● **TAREFAS A RESOLVER**:
• A. No texto sobre Augusto Aras, qual dimensão do repertório destrutivo dele é tratada neste capítulo?
• B. Digite novamente, sem qualquer alteração, o trecho do texto sobre Augusto Aras que vai de "A tentação da" até "os prejuízos institucionais.".
• C. Por favor, continue o texto sobre Augusto Aras a partir do ponto em que ele para.

● **TRECHO DO TEXTO**:

**********

A tentação da galhofa, porém, não pode ofuscar os sérios danos que Aras e sua equipe promoveram contra o Estado democrático de Direito e o Ministério Público Federal. Ainda está por se fazer uma anatomia abrangente e sem firulas de sua gestão. Um esforço por contar as vítimas e aferir os prejuízos institucionais.

Neste capítulo, trato da omissão, a dimensão mais notória do repertório destrutivo de Aras. Nos dois capítulos seguintes, falarei das práticas de intimidação e de bloqueio do MPF. Tudo sob o insólito mantra da "descriminalização da política".

O procurador-geral da República, Augusto Aras, em reunião com representantes da imprensa internacional sobre o sistema eleitoral brasileiro, em Brasília
O procurador-geral da República, Augusto Aras, em reunião com representantes da imprensa internacional sobre o sistema eleitoral brasileiro, em Brasília - Lúcio Távora - 11.jul.22/Xinhua

Augusto Aras não foi um simples engavetador, de estilo cordato e discreto, como Geraldo Brindeiro nos anos 90. Os tempos eram incomparáveis. O protagonismo do STF e a delinquência bolsonarista exigiram dele engenho para esconder sua inação. Precisava gerar a impressão de que, enquanto nada concreto saía da Procuradoria-Geral da República, algo fazia. Quando Aras enumera suas iniciativas, pergunte qual foi o resultado.

**********

Dados de apontamento por expressão referencial

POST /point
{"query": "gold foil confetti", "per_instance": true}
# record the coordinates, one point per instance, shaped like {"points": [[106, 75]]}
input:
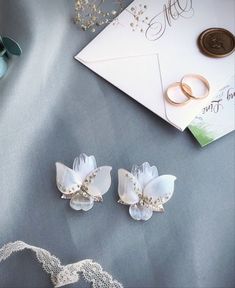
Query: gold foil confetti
{"points": [[92, 14]]}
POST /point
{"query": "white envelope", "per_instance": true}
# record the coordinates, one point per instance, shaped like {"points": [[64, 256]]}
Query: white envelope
{"points": [[153, 44]]}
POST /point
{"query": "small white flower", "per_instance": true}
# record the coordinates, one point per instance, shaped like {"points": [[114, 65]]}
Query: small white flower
{"points": [[85, 183], [144, 190]]}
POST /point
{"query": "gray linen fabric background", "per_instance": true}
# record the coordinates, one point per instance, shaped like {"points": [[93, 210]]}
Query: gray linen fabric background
{"points": [[51, 109]]}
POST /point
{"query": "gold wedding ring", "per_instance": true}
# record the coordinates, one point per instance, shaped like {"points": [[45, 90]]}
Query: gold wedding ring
{"points": [[187, 90], [173, 87], [201, 79]]}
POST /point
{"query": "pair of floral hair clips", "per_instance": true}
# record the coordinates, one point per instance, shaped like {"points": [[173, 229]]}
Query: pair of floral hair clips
{"points": [[142, 188]]}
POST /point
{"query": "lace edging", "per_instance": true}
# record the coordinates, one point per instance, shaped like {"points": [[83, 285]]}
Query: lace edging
{"points": [[64, 275]]}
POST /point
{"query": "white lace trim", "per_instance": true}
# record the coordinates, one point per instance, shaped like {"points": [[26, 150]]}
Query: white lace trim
{"points": [[64, 275]]}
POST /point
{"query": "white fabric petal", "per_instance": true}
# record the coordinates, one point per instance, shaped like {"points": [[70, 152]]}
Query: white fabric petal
{"points": [[84, 165], [144, 173], [139, 212], [128, 187], [99, 181], [161, 187], [67, 180], [79, 202]]}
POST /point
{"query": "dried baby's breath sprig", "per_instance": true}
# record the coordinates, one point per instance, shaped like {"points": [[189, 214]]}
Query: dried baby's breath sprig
{"points": [[91, 13]]}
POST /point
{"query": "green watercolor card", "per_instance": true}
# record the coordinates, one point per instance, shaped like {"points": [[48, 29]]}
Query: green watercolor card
{"points": [[217, 118]]}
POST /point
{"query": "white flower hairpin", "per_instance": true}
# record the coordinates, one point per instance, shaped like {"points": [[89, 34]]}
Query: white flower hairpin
{"points": [[144, 190], [85, 183]]}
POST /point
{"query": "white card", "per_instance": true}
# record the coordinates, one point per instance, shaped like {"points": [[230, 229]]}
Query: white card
{"points": [[217, 118], [153, 44]]}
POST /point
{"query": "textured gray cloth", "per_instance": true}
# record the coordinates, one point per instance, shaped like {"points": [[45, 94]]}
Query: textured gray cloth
{"points": [[51, 109]]}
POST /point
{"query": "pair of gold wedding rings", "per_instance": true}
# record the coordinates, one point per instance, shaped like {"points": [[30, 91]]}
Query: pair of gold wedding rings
{"points": [[187, 91]]}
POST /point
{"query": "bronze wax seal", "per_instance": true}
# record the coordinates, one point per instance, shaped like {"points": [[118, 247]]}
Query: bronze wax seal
{"points": [[216, 42]]}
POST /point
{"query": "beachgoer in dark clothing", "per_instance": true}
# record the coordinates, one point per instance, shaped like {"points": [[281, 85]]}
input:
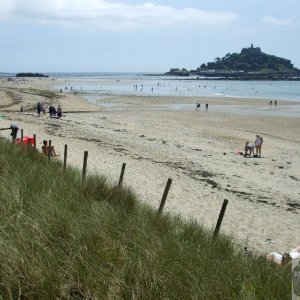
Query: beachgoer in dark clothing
{"points": [[52, 111], [59, 111], [39, 109]]}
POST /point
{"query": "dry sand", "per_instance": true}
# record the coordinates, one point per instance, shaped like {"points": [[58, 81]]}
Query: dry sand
{"points": [[196, 149]]}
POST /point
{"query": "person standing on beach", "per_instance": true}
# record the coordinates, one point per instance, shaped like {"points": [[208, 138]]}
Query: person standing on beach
{"points": [[39, 109], [258, 142]]}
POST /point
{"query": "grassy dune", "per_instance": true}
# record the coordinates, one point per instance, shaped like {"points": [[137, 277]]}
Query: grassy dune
{"points": [[61, 239]]}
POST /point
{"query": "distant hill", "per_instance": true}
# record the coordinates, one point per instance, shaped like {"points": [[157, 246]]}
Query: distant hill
{"points": [[250, 63], [30, 75]]}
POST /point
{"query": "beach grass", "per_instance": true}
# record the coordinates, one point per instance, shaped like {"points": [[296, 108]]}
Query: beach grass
{"points": [[64, 239]]}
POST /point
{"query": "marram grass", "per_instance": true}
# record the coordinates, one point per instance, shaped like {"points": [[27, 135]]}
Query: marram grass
{"points": [[61, 239]]}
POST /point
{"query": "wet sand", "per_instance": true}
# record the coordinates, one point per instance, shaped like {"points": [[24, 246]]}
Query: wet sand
{"points": [[196, 149]]}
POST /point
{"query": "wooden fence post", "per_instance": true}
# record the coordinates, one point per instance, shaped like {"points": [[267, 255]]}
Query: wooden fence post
{"points": [[65, 157], [49, 150], [220, 219], [164, 197], [84, 165], [34, 141], [22, 136], [122, 175]]}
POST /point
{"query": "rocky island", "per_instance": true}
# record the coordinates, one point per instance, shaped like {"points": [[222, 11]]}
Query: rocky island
{"points": [[250, 64], [30, 75]]}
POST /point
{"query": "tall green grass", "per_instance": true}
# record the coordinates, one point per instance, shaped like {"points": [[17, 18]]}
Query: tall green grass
{"points": [[61, 239]]}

**********

● **RESULTADOS POR TAREFA**:
• A. A omissão.

• B.
A tentação da galhofa, porém, não pode ofuscar os sérios danos que Aras e sua equipe promoveram contra o Estado democrático de Direito e o Ministério Público Federal. Ainda está por se fazer uma anatomia abrangente e sem firulas de sua gestão. Um esforço por contar as vítimas e aferir os prejuízos institucionais.

• C.
Em termos estatísticos, a omissão está documentada. Pesquisa da FGV demonstrou que a PGR ajuizou 2% das ações contra o Executivo no período bolsonarista. Aras arquivou sumariamente mais de 100 representações contra Bolsonaro.

Processualmente, operou um truque: em vez de abrir inquérito, preferiu "apurações preliminares". Assim, nem supervisão do STF sofria. Dos poucos inquéritos instaurados, em geral, mandou arquivar. Os que seguem abertos, nenhuma novidade. Nunca se soube que investigações, de fato, promoveu.

Mas vale entrar em exemplo substantivo. A violência bolsonarista contra a democracia Aras percebeu como "liberdade de expressão". O negacionismo morticida na pandemia ele entendeu, veja só, como "liberdade de expressão".

Diante do vandalismo eleitoral de Bolsonaro, optou pelo silêncio. Diante da alegação de prevaricação de Bolsonaro no caso do superfaturamento da Covaxin, definiu que presidente não prevarica por ser "agente especial". Inventou direito penal alienígena aplicável somente a Bolsonaro. Nem se deu ao trabalho de contar de onde vem tal doutrina.

Diante do relatório da CPI da Covid, decretou sigilo e, em vez de apresentar qualquer denúncia, mandou incorporar pedaços do relatório em casos existentes no STF. Não se tem mais notícia. Sobre Salles, Pazuello e Lira falamos depois.

Diante do 8 de janeiro, foi contra busca e apreensão na casa de Bolsonaro. Defendeu soltura de Anderson Torres. Não fosse Alexandre de Moraes e o celular de Mauro Cid, que Aras não quis conhecer, pouco se saberia do plano de golpe.

Não há operador mais consequente pela anistia de Bolsonaro.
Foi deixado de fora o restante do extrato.